Prompt :: Repeat the lines below word for word, from the line containing "Practice step: locate the dense" up to and including the line containing "x=66, y=351", and give only those lines.

Input ::
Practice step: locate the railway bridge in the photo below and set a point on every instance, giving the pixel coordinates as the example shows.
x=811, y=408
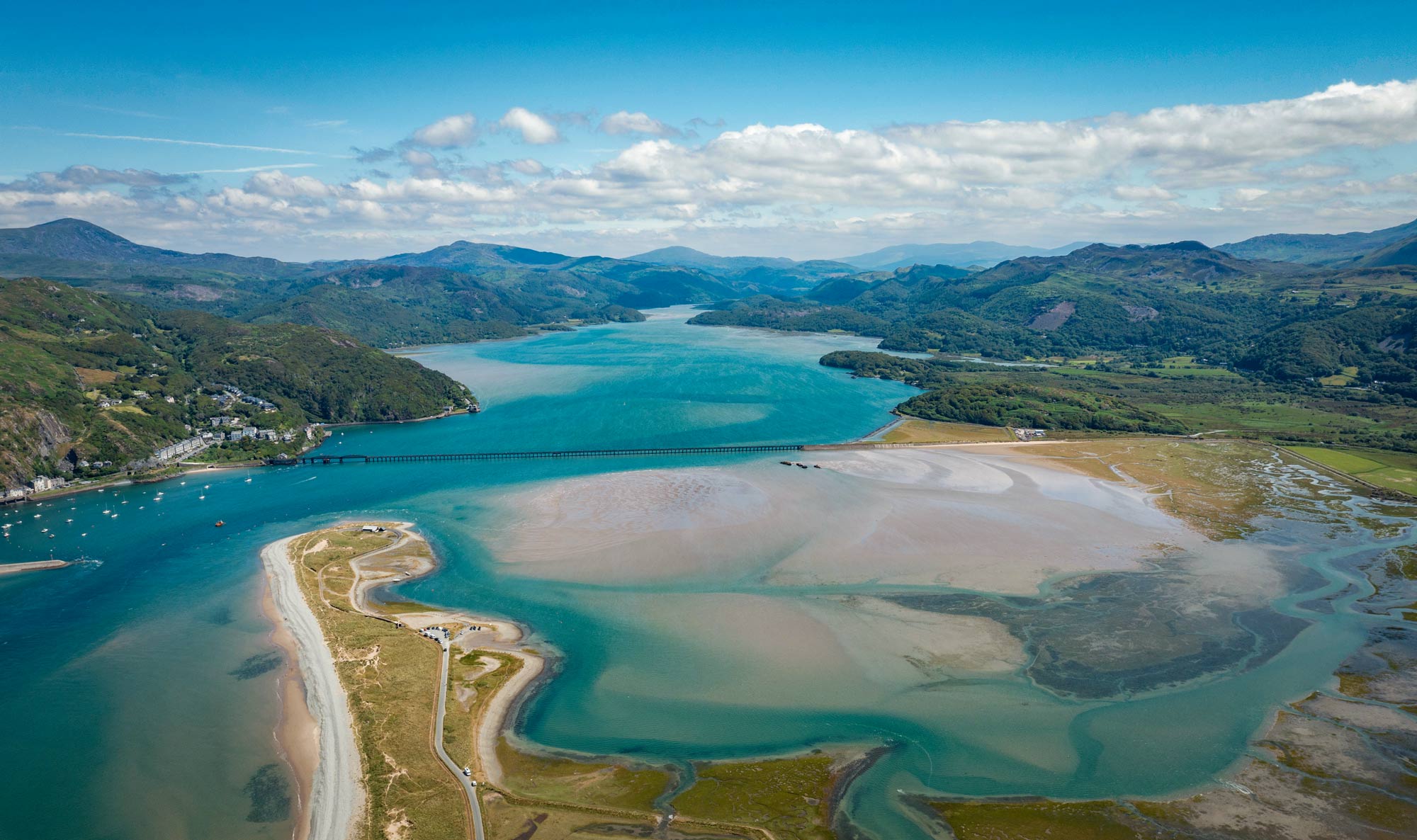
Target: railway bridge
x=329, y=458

* * *

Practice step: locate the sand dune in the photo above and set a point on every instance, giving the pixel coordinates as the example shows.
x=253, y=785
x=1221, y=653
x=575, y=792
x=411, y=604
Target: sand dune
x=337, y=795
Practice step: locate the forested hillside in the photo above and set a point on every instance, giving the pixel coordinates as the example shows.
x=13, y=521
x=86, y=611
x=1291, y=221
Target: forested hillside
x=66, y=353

* * *

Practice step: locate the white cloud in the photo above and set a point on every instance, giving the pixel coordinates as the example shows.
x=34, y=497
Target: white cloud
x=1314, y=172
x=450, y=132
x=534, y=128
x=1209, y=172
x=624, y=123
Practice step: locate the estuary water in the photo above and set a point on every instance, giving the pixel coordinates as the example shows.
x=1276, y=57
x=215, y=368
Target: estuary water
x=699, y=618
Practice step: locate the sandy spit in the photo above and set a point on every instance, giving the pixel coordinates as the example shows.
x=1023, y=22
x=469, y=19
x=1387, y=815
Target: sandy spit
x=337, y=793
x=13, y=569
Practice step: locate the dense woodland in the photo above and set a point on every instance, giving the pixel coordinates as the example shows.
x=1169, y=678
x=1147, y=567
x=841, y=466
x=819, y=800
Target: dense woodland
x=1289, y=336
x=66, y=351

Complete response ::
Practice step: locate the dense woodland in the photo above and set a point on every instance, giving the pixel coordinates as the example shows.
x=1169, y=678
x=1147, y=567
x=841, y=466
x=819, y=800
Target: dense woodland
x=1289, y=336
x=66, y=351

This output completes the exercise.